(Referring expression pointing data)
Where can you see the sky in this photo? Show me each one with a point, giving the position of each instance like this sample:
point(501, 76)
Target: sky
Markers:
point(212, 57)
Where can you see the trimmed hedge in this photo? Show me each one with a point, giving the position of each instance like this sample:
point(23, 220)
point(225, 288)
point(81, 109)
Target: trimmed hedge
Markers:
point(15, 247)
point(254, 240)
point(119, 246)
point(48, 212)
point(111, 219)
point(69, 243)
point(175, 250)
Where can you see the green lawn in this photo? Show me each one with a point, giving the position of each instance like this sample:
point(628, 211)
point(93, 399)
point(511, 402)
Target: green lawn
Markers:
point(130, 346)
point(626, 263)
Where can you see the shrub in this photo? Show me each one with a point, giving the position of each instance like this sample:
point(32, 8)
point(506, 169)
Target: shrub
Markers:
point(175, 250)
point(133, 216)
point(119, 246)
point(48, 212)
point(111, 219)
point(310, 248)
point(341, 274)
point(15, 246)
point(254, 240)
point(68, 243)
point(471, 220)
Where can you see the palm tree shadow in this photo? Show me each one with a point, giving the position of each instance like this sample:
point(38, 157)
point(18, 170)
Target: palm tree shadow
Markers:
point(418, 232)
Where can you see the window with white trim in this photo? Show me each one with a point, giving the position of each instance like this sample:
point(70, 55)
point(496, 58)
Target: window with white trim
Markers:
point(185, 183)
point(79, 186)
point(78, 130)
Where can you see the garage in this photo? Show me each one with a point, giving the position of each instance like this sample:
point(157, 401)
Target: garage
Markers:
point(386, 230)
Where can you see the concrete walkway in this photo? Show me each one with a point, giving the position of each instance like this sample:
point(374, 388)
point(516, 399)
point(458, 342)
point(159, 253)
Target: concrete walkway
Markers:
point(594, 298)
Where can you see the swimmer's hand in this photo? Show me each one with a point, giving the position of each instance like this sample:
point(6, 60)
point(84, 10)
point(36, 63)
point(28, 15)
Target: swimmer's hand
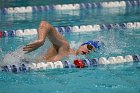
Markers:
point(33, 46)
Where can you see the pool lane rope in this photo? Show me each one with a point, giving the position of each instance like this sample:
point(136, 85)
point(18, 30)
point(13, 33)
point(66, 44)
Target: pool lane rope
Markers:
point(77, 63)
point(30, 9)
point(82, 28)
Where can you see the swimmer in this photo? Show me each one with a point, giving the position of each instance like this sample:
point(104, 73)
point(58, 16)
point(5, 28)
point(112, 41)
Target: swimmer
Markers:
point(60, 46)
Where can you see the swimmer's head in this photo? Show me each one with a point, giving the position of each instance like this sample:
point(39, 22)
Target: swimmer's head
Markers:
point(89, 46)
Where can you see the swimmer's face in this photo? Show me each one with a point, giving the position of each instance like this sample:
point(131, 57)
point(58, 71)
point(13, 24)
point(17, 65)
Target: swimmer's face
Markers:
point(85, 49)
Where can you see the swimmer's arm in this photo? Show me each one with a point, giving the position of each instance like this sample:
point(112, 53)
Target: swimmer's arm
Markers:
point(43, 30)
point(56, 58)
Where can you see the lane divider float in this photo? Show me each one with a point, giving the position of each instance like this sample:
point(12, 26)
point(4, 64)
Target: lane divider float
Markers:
point(78, 63)
point(30, 9)
point(82, 28)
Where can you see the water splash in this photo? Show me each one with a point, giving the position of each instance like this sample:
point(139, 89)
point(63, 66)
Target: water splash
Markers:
point(13, 57)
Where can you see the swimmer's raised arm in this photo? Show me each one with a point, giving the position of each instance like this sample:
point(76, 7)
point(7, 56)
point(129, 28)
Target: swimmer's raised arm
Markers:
point(45, 29)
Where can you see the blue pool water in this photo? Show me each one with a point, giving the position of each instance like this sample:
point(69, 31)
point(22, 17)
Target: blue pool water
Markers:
point(123, 78)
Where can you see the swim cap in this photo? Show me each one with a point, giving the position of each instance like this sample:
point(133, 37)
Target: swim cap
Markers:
point(96, 44)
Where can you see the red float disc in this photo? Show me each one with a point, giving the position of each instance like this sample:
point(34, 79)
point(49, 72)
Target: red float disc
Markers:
point(78, 63)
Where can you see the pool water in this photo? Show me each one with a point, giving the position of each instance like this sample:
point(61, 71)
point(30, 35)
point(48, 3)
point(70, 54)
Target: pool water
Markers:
point(116, 78)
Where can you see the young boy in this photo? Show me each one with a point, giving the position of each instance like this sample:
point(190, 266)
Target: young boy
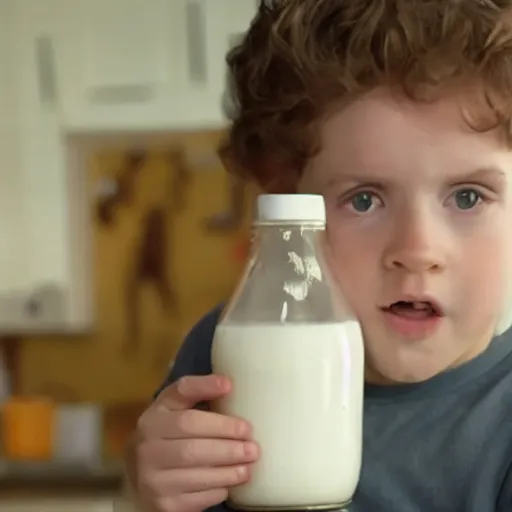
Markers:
point(399, 113)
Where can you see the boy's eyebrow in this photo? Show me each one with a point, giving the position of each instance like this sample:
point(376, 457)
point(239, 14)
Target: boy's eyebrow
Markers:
point(487, 172)
point(381, 182)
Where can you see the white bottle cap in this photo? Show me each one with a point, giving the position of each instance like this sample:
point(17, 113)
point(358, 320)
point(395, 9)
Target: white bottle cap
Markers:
point(294, 208)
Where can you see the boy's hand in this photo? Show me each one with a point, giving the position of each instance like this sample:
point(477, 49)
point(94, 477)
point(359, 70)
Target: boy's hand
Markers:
point(183, 459)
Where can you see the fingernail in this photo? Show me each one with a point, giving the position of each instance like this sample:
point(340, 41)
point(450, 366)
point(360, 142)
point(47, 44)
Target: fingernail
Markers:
point(223, 383)
point(251, 450)
point(242, 472)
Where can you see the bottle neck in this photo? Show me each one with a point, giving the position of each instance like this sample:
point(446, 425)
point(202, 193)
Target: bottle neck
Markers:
point(275, 241)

■ **Problem**: Which lines in the data above hold the word "young"? Return each of them.

■ **Answer to the problem**:
Where can you see the young boy in this photo? Show me each one with a point, giving the position of each instance like this sample:
Target: young boy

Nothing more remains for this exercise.